** Start **

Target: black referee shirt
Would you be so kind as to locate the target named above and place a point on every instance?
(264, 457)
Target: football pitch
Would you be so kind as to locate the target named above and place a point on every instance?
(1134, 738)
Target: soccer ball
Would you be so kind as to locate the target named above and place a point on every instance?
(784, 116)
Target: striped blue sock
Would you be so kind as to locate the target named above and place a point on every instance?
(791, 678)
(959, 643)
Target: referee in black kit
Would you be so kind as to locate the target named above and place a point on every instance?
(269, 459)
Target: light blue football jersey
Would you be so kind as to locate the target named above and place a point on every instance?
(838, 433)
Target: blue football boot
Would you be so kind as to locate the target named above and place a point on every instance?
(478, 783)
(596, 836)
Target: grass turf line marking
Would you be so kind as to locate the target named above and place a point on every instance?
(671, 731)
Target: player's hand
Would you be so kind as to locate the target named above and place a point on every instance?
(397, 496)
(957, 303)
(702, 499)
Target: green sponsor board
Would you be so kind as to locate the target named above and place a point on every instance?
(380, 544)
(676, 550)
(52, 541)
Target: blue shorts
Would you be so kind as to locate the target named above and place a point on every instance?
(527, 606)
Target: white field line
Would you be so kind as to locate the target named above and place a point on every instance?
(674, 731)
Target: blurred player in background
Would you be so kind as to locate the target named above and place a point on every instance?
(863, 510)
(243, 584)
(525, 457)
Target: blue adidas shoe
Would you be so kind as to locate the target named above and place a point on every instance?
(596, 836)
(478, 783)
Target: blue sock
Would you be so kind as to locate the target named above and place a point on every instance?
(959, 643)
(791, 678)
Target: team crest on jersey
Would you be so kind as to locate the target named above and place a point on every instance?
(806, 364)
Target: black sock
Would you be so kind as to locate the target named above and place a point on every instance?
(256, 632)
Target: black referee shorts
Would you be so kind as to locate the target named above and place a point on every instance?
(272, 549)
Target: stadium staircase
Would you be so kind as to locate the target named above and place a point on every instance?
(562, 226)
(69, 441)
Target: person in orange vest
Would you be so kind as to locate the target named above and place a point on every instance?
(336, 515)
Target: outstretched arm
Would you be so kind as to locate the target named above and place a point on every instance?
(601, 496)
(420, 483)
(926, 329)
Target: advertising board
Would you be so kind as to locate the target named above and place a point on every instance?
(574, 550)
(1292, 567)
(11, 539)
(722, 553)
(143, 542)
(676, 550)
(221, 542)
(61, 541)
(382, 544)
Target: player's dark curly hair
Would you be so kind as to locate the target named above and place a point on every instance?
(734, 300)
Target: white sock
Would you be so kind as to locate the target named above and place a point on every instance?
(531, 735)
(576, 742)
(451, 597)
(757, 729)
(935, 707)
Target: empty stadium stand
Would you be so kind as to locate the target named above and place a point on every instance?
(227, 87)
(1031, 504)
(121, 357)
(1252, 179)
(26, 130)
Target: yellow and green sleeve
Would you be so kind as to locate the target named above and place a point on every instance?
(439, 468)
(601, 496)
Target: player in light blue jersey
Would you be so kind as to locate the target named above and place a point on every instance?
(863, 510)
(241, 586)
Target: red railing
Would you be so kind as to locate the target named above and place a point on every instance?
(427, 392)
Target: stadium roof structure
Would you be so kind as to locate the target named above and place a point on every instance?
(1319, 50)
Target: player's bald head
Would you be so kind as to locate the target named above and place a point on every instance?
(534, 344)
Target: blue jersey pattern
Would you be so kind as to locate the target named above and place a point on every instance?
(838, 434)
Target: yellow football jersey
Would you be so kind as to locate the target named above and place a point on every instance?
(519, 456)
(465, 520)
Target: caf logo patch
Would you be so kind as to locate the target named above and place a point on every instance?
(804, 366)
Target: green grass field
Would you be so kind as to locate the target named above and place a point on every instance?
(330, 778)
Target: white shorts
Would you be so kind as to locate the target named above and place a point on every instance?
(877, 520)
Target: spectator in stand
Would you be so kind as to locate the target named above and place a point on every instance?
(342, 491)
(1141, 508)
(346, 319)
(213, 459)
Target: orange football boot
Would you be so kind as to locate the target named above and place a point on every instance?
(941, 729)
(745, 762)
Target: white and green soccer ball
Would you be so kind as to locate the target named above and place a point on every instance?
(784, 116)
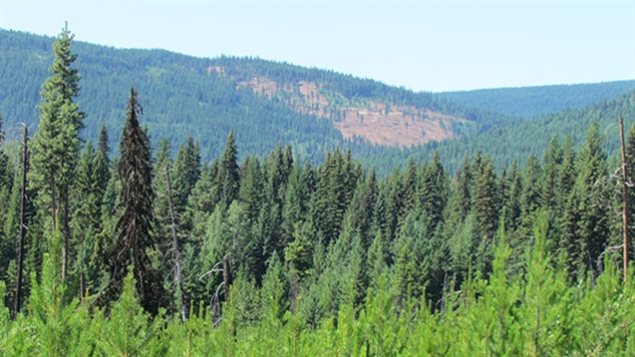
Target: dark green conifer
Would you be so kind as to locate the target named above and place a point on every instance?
(134, 228)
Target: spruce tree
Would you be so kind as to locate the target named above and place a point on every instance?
(134, 228)
(228, 178)
(56, 144)
(433, 192)
(593, 205)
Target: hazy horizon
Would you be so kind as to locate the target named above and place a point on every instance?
(420, 45)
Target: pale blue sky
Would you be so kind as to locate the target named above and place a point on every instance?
(422, 45)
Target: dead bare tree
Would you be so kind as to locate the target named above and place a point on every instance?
(23, 201)
(624, 198)
(175, 252)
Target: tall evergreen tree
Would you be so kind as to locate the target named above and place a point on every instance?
(134, 228)
(594, 204)
(229, 173)
(56, 144)
(433, 192)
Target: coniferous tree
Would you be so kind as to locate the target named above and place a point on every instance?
(550, 189)
(432, 193)
(593, 204)
(56, 143)
(485, 210)
(229, 172)
(102, 160)
(134, 228)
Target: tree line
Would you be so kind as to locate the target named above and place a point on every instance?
(169, 251)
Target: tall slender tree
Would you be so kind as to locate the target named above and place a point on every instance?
(56, 144)
(134, 228)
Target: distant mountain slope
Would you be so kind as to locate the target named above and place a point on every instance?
(532, 101)
(516, 141)
(265, 103)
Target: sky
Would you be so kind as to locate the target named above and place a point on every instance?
(420, 45)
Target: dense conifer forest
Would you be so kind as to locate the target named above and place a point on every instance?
(149, 253)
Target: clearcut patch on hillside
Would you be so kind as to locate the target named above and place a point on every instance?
(377, 122)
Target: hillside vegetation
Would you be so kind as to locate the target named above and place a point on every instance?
(146, 253)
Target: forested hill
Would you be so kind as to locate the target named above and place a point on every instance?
(264, 103)
(531, 101)
(267, 103)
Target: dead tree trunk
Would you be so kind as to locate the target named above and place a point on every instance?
(227, 276)
(624, 198)
(23, 200)
(176, 254)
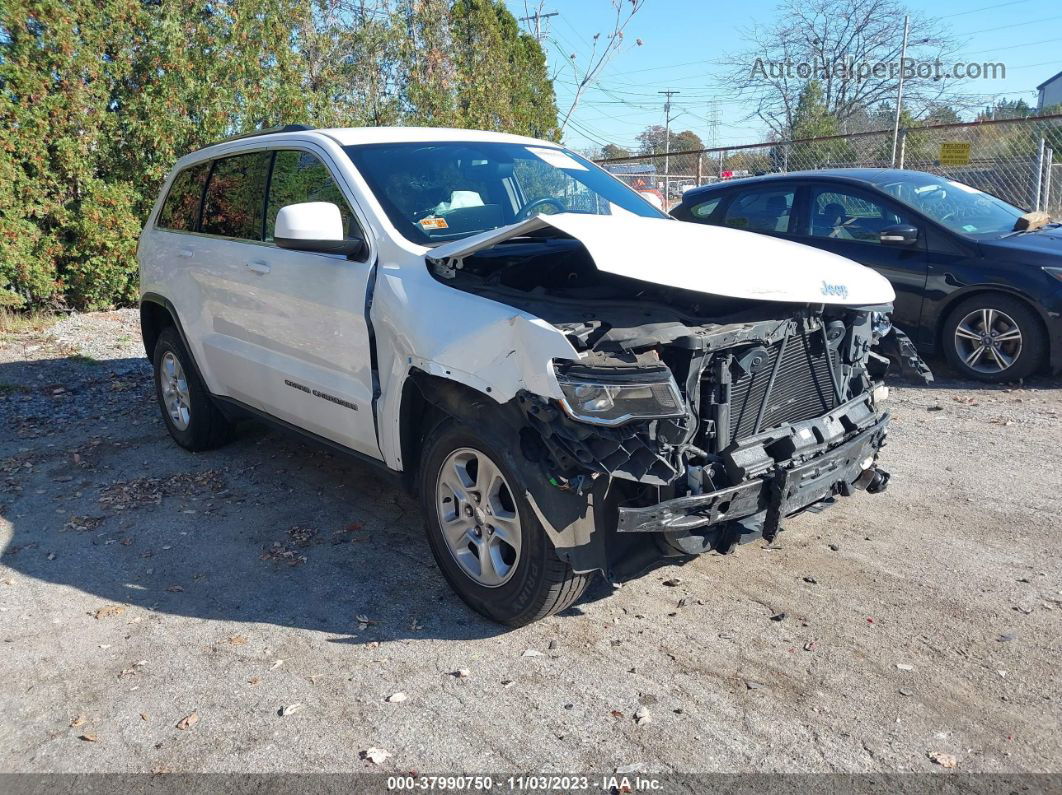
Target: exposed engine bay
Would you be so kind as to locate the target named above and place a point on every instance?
(707, 418)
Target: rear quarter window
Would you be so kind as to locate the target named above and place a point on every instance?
(703, 210)
(181, 208)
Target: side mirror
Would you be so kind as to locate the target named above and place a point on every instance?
(898, 235)
(314, 226)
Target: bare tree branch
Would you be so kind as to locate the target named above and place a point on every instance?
(584, 78)
(852, 48)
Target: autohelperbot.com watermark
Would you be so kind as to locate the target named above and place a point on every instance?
(860, 70)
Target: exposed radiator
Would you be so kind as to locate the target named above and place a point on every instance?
(802, 390)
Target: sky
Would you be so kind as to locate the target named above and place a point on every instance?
(684, 38)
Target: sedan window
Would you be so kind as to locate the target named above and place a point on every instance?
(840, 213)
(760, 209)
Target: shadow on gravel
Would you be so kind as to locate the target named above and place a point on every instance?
(945, 378)
(266, 530)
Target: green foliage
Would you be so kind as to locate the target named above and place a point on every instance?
(811, 119)
(652, 139)
(610, 151)
(99, 99)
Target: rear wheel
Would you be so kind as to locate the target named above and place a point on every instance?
(190, 414)
(993, 338)
(484, 535)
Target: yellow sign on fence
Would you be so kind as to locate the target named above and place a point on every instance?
(955, 153)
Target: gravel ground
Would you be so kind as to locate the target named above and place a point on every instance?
(254, 607)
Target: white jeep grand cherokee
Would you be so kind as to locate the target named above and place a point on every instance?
(570, 380)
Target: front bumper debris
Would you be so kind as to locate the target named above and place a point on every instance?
(780, 493)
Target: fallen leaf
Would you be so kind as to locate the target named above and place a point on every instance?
(188, 721)
(107, 611)
(944, 760)
(376, 756)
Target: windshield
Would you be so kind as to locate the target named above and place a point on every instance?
(959, 207)
(441, 191)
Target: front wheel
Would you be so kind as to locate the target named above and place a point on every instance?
(483, 533)
(190, 415)
(993, 338)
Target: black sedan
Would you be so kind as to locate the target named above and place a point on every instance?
(971, 282)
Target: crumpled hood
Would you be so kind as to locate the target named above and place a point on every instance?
(716, 260)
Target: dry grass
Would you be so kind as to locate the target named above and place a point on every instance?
(15, 324)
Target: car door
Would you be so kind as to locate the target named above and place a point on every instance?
(292, 336)
(848, 220)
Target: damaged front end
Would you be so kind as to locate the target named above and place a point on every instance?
(777, 416)
(689, 422)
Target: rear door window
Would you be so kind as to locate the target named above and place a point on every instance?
(235, 197)
(760, 209)
(300, 176)
(181, 208)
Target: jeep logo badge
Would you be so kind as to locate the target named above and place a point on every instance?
(841, 291)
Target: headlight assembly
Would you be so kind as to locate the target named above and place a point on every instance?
(880, 324)
(611, 398)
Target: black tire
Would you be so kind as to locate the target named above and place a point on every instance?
(1029, 357)
(207, 428)
(541, 584)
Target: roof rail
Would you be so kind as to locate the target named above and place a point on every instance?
(267, 131)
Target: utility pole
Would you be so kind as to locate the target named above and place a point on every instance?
(537, 17)
(713, 120)
(667, 140)
(900, 89)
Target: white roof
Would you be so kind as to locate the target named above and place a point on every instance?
(348, 136)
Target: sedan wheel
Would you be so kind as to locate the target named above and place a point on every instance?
(994, 338)
(988, 341)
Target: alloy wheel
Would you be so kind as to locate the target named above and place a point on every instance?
(988, 341)
(174, 385)
(478, 517)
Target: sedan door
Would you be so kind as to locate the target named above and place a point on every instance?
(848, 221)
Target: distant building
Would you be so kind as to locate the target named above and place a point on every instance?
(1050, 92)
(630, 169)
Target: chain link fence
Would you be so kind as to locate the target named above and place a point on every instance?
(1017, 159)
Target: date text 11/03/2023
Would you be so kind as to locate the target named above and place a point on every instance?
(598, 782)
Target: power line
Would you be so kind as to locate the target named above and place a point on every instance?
(985, 7)
(537, 17)
(1016, 24)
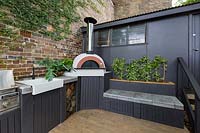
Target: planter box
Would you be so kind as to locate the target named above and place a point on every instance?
(161, 88)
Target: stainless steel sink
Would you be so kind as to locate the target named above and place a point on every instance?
(41, 85)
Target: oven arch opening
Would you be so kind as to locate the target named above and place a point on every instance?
(90, 64)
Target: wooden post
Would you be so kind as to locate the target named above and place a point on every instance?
(197, 115)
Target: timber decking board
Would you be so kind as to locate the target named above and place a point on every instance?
(99, 121)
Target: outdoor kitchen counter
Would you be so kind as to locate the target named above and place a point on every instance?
(25, 89)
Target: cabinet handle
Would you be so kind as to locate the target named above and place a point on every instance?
(196, 49)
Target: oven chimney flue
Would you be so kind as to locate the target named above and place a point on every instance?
(90, 25)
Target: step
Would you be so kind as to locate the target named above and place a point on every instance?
(145, 98)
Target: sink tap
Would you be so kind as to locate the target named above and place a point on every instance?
(33, 72)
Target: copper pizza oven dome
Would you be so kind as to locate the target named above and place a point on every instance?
(88, 61)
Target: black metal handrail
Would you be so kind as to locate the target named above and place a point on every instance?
(190, 76)
(194, 117)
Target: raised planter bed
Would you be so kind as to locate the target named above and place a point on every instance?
(158, 108)
(161, 88)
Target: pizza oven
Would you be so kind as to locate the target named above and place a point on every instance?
(88, 64)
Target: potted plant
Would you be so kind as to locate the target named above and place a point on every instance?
(142, 75)
(55, 68)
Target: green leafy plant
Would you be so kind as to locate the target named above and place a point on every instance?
(119, 67)
(142, 69)
(54, 67)
(183, 2)
(38, 15)
(159, 64)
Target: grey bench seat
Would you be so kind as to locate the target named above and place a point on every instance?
(145, 98)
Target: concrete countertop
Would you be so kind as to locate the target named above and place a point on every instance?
(26, 89)
(145, 98)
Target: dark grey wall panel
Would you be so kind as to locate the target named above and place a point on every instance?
(169, 38)
(10, 121)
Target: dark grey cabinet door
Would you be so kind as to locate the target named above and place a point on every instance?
(10, 121)
(90, 87)
(46, 111)
(195, 49)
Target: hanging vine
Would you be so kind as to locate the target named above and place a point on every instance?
(37, 15)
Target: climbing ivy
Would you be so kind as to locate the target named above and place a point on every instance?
(37, 15)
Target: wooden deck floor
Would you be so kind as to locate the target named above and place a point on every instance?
(98, 121)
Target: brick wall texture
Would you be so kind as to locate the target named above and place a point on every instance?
(126, 8)
(33, 46)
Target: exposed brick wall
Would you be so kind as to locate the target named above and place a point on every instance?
(126, 8)
(34, 46)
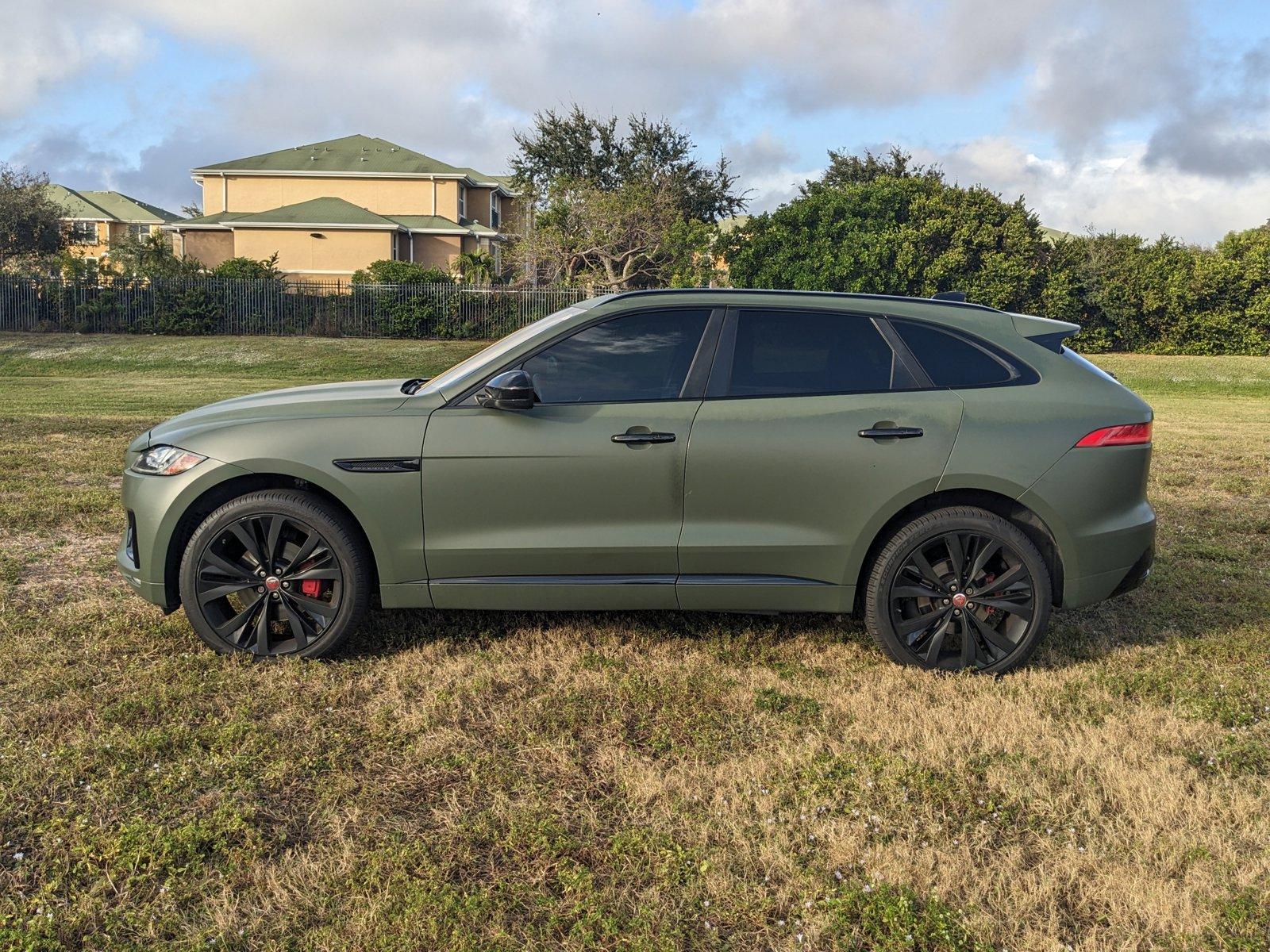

** End **

- _Stated exercise_: Starting with the line that contains "Target: climbing ivy" and continuing through the last of the rows, recast every line as an item in a numbered list, omitting blank lines and leaving out the pictures.

- _Result_:
1. Target: climbing ivy
2. Would you be so kind as to locate the target named above and place a point on every instance?
3. (37, 15)
4. Target: wooden deck floor
5. Would you be so kind as to locate the target named above and place a point on every instance?
6. (98, 121)
7. Target: brick wall texture
8. Would you be so kind as to locate the target named above and place a point on every instance?
9. (126, 8)
10. (33, 46)
11. Target: exposed brick wall
12. Would you be so kind as to locate the target named above and place a point on every instance?
13. (126, 8)
14. (34, 46)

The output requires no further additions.